Tally the lines below that contain the string "fence", treating uppercase and lowercase as different, and reply with the number alone.

INFORMATION SHOWN:
====

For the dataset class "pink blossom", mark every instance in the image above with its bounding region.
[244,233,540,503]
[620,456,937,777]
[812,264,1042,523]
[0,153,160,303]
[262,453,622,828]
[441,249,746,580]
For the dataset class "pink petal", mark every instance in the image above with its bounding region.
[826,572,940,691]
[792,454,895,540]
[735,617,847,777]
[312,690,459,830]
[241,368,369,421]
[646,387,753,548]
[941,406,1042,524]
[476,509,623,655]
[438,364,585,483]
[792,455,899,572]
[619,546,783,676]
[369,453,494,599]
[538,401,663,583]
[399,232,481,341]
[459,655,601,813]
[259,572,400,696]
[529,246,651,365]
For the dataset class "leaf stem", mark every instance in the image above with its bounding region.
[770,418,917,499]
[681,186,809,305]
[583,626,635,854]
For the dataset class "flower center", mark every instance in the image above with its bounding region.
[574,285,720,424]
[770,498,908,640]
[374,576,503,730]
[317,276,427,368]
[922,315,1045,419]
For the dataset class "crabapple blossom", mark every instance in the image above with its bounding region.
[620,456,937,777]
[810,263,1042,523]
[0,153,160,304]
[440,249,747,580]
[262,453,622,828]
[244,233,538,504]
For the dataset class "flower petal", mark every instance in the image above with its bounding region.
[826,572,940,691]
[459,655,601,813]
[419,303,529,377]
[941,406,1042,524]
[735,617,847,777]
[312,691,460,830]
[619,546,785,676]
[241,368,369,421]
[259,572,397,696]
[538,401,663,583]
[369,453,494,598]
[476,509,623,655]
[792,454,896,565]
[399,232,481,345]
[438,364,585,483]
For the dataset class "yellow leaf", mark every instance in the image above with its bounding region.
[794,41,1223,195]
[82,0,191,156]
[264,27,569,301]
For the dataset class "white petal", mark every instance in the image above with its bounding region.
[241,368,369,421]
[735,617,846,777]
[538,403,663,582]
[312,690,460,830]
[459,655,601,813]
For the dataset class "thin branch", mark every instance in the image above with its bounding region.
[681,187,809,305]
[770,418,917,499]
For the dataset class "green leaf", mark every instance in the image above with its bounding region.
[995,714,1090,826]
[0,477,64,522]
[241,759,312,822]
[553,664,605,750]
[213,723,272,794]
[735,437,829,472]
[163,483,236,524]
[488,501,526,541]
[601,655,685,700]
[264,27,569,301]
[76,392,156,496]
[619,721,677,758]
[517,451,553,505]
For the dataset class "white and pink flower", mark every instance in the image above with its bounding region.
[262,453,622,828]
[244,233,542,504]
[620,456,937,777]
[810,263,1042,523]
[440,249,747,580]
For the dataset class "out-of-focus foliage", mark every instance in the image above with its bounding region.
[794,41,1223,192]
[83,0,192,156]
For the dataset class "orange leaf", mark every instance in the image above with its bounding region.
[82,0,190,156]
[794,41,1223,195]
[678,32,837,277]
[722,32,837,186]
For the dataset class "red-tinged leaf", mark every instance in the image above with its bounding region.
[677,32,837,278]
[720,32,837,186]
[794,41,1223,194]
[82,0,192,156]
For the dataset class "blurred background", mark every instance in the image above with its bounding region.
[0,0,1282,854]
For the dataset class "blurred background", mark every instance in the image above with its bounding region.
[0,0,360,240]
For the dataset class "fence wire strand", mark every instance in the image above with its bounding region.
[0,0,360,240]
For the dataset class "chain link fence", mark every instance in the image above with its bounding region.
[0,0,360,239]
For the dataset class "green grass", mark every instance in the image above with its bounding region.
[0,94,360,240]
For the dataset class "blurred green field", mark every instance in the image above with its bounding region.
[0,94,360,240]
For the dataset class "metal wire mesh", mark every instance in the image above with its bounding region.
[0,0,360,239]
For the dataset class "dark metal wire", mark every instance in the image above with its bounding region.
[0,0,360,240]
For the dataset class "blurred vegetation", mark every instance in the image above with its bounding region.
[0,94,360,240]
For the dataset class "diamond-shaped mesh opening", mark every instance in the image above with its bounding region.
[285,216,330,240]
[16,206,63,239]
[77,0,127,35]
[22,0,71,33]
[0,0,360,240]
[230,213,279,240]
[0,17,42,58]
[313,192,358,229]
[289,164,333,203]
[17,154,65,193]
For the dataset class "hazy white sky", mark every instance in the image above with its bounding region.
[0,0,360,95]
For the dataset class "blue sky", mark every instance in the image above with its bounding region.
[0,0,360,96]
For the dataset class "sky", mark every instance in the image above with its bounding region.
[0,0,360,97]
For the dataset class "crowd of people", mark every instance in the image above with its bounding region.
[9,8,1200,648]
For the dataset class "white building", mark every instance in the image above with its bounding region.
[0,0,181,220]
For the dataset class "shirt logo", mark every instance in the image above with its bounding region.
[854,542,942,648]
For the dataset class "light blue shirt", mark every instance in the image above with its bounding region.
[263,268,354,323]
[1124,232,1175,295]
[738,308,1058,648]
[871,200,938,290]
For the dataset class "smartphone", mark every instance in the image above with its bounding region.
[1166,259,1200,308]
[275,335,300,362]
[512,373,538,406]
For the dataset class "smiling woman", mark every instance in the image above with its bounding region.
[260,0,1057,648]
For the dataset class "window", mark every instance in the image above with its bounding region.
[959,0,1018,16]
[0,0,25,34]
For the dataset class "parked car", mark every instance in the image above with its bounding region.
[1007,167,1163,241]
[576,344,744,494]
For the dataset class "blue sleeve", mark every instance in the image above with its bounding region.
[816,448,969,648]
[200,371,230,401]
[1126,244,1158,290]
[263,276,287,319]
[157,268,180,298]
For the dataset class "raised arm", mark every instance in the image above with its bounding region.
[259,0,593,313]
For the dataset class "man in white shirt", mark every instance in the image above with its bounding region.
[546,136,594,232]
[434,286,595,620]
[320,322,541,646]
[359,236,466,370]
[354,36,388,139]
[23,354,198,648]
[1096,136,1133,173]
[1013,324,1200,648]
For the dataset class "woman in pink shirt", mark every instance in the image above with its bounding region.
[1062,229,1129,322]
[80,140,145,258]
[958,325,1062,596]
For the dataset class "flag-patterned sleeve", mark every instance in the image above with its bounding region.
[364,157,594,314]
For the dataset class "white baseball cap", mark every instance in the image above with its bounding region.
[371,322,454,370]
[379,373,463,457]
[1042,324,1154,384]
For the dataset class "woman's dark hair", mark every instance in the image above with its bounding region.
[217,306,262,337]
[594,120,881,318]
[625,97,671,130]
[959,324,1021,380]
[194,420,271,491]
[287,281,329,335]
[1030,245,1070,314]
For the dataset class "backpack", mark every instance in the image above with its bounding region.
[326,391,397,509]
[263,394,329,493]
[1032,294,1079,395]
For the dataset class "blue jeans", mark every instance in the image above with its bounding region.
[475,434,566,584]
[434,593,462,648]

====

WRITTEN REPLY:
2